#### Task to complete
Duplicate every item below word for word, and leave out the pictures.

(Image object location items)
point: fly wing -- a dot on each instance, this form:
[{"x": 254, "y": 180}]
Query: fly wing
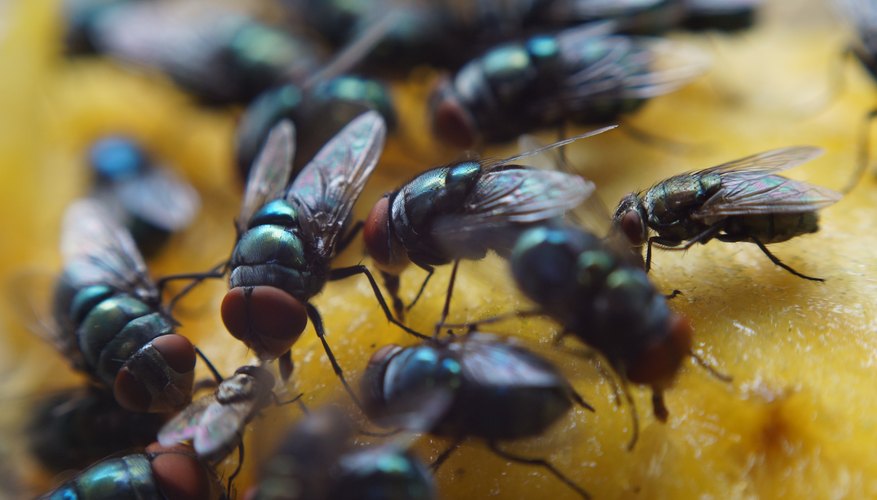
[
  {"x": 327, "y": 188},
  {"x": 766, "y": 162},
  {"x": 749, "y": 186},
  {"x": 625, "y": 67},
  {"x": 184, "y": 426},
  {"x": 514, "y": 195},
  {"x": 489, "y": 361},
  {"x": 161, "y": 198},
  {"x": 270, "y": 173},
  {"x": 97, "y": 249}
]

#### Exercise solution
point: fly wing -- a dot on each instance, this form:
[{"x": 254, "y": 180}]
Query: fly wing
[
  {"x": 327, "y": 188},
  {"x": 766, "y": 162},
  {"x": 749, "y": 186},
  {"x": 625, "y": 67},
  {"x": 184, "y": 426},
  {"x": 514, "y": 195},
  {"x": 489, "y": 361},
  {"x": 161, "y": 198},
  {"x": 270, "y": 173},
  {"x": 97, "y": 249}
]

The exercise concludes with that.